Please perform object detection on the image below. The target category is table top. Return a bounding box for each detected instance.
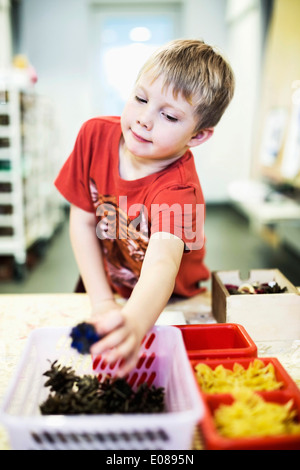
[0,292,299,450]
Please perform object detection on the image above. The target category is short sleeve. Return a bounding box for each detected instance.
[150,185,205,251]
[54,121,95,213]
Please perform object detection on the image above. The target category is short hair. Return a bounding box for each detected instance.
[136,39,235,132]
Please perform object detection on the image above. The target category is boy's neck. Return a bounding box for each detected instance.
[118,136,185,181]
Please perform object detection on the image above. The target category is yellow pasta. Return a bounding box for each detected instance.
[214,389,300,438]
[195,359,283,394]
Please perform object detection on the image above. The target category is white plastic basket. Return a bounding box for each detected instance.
[0,325,204,450]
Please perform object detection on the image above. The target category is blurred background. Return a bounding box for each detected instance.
[0,0,299,294]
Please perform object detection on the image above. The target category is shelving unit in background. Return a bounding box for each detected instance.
[0,86,63,279]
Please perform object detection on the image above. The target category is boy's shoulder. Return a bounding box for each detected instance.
[148,151,204,200]
[80,116,121,134]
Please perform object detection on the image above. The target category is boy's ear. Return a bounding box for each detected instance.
[188,128,214,148]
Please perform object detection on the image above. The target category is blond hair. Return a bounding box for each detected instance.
[136,39,235,131]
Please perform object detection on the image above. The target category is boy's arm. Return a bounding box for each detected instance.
[69,204,120,315]
[123,232,184,331]
[91,233,184,376]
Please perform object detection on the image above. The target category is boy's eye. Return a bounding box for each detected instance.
[163,113,178,122]
[135,95,147,104]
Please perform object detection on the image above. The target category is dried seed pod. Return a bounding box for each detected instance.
[40,361,165,415]
[224,284,239,294]
[225,281,287,295]
[43,360,79,395]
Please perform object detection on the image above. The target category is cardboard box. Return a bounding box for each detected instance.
[212,269,300,341]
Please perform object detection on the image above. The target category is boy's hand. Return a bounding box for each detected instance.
[90,309,145,377]
[91,299,122,317]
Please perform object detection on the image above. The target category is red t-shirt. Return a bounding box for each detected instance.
[55,116,209,298]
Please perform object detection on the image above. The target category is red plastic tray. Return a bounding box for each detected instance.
[177,323,257,359]
[190,357,300,450]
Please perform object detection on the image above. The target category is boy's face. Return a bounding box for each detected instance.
[120,73,212,163]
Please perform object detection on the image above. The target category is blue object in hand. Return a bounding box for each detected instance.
[70,322,102,354]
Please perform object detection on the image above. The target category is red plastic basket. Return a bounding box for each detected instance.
[190,357,300,450]
[177,323,257,360]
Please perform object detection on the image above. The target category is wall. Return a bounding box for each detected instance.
[0,0,12,68]
[190,0,266,201]
[18,0,91,158]
[253,0,300,186]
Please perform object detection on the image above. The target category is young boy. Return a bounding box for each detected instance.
[55,39,234,376]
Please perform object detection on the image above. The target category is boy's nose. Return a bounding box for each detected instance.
[136,109,153,130]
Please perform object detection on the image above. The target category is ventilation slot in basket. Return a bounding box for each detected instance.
[29,428,169,450]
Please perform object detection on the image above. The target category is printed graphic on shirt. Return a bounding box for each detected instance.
[89,179,149,290]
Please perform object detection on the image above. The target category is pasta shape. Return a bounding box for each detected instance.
[195,359,283,394]
[214,389,300,438]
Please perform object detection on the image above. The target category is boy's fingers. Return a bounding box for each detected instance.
[91,331,140,378]
[102,333,137,364]
[106,336,141,378]
[117,351,140,378]
[90,324,128,356]
[92,309,125,336]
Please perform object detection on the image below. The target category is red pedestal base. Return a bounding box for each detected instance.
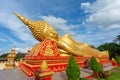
[18,40,111,77]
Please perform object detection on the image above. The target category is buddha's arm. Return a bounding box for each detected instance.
[46,37,84,56]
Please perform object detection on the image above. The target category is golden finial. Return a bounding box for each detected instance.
[40,60,49,71]
[13,12,32,25]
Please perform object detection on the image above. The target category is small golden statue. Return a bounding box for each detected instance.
[14,12,108,57]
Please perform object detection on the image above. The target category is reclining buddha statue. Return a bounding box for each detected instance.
[14,12,108,57]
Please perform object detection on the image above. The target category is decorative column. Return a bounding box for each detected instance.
[34,60,54,80]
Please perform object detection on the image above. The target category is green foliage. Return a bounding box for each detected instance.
[90,56,102,73]
[97,43,120,59]
[0,53,8,58]
[113,35,120,45]
[0,52,26,61]
[15,53,26,61]
[66,55,80,80]
[15,55,22,61]
[114,56,120,64]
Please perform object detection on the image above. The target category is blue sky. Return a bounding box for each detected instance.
[0,0,120,54]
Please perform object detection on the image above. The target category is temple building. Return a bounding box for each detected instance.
[5,48,16,68]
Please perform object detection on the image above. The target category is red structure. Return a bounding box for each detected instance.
[18,40,111,77]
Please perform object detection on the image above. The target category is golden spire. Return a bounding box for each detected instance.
[13,12,32,25]
[13,12,34,31]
────
Work required: Set down the entries above exactly; no pictures belong in the copy.

Written response:
Please perform object detection on the image below. The target category is table top. Return a bounding box for each detected instance.
[0,292,299,450]
Please perform object detection on the image above. The target category is short sleeve. Return a bounding box for each detected instance.
[150,185,205,251]
[54,121,95,213]
Please perform object detection on the image above. The target category is short hair. Return a bounding box for each detected instance.
[136,39,235,132]
Please perform object detection on the image above. The target category is boy's neck. Return a bounding box for each detected instance.
[118,136,185,181]
Please perform object detection on the image above. The target category is yellow pasta. Return a bounding box for each detected instance.
[214,389,300,438]
[195,359,283,394]
Please perform object detection on the image above. The target category is white plastic basket. Return a bounding box for each detected instance.
[0,325,204,450]
Please perform object detection on the image above. The target category is blurred background. Return a bounding box for each detected instance.
[0,0,299,294]
Please perform object detection on the image above. The target category is shelving unit in background. Return a bounding box for each detected instance.
[0,86,63,279]
Please perform object detection on the image above. The target category is boy's shoulder. Return a bounding box for each detected instance.
[148,151,204,200]
[80,116,121,134]
Please perform object detection on the image above. The target category is boy's ear. Return a bounding box for each detected instance.
[188,128,214,148]
Please perform object detection on the image above. The target category is blond hair. Return a bounding box for each detected instance.
[136,39,235,131]
Please perform object detection on the image above. The target category is boy's arm. Return a bounding box for each detected instance.
[69,204,120,315]
[123,232,184,331]
[91,233,184,376]
Please perform object detection on the image above. The target category is boy's eye. Return a bounding box for each detected instance.
[163,113,178,122]
[135,95,147,104]
Please perform object detection on the image above. The target category is dried seed pod. Return a bounding box for each detected instance.
[40,361,165,415]
[224,284,239,294]
[225,281,287,295]
[43,360,79,395]
Please perform object detection on the image above. The target category is cardboard box. Return a bounding box for each detected instance.
[212,269,300,341]
Please perform object detection on the image above. The target category is boy's hand. Return a bounding box for each detected instance.
[90,309,145,377]
[91,299,122,317]
Please perform object detection on the image above. The target category is red t-shirt. Return a bounding box for each detected instance.
[55,116,209,298]
Please perform object detection on the image above. The target category is red plastic tray. Return a bounding box for each detected instance.
[177,323,257,359]
[190,357,300,450]
Please perform object detection on the image above. The target category is boy's face. Return a bounding box for each detected instance.
[120,73,212,163]
Please perform object detection on the image above. The target category is blue object in hand. Return a bounding box for each detected instance.
[70,322,102,354]
Please perform object detection on the image above. The target category is red plastic basket. Return a bounding box for each detected instance.
[190,357,300,450]
[177,323,257,360]
Please perform object detection on the image above. The target category is wall. Return a bounding box for each detected instance.
[0,0,12,68]
[190,0,266,201]
[18,0,91,158]
[253,0,300,186]
Please perform object detection on the image above. The target category is young boy. Return a bounding box for each detected instance.
[55,39,234,376]
Please perform object detection on the image above. The target category is boy's nose. Return a bounding box for each detected instance.
[136,109,153,130]
Please perform object detection on the image above. The target category is ventilation slot in basket. Return a bounding box for each detected instance.
[29,428,169,450]
Please perform object detection on the image above. The target category is printed graphic on shirt. Return a bounding box for each detected instance.
[89,179,149,290]
Please perform object detection on the image above. The target category is pasta shape. Return a bounding box for each detected instance.
[195,359,283,394]
[214,389,300,438]
Please perform object detection on the image above. The target category is boy's fingers. Return a bounding box for each detected instance.
[91,331,140,378]
[102,333,137,364]
[106,336,141,378]
[117,351,140,378]
[90,324,128,356]
[92,309,125,336]
Please perform object detection on the image below. The target category is red pedestal base. Return a bounding box for each detected instance.
[18,40,111,77]
Please perform object detection on the image above. The target category is buddha's arm. Return a bounding box for each detected instance.
[46,37,84,56]
Please perform object detection on the image above. The target category is golden finial. Return a bounding box for each detected instance.
[40,60,49,71]
[13,12,32,25]
Please perform object detection on the image above. The target category is small golden statue. Return a bounding box for each detected instance.
[14,12,108,57]
Please perform object detection on the image above. The target category is reclining buddha statue. Return a bounding box for each detected instance.
[14,12,108,57]
Please perform object detection on the image above. The target category is decorative column. Return a bounding box for each detected instance.
[34,60,54,80]
Please perform object detection on the image above. The target category is green foliage. Return a bounding box for each detected instance.
[90,56,102,73]
[97,43,120,59]
[0,53,8,58]
[113,35,120,45]
[0,52,26,61]
[15,53,26,61]
[66,55,80,80]
[15,55,22,61]
[114,56,120,64]
Please perform object detection on the image above. The target category is blue sky. Return a bounding box for each detected instance.
[0,0,120,54]
Please perform object detection on the image above. The target category is temple building. Return a bounding box for each detected instance.
[5,48,16,68]
Please perform object detection on the image above. The target category is red structure. Return a bounding box for each detected instance.
[18,40,111,77]
Please perform object detection on the image above. The target category is golden spire. Return a bounding box for each detected instance.
[13,12,32,25]
[13,12,34,31]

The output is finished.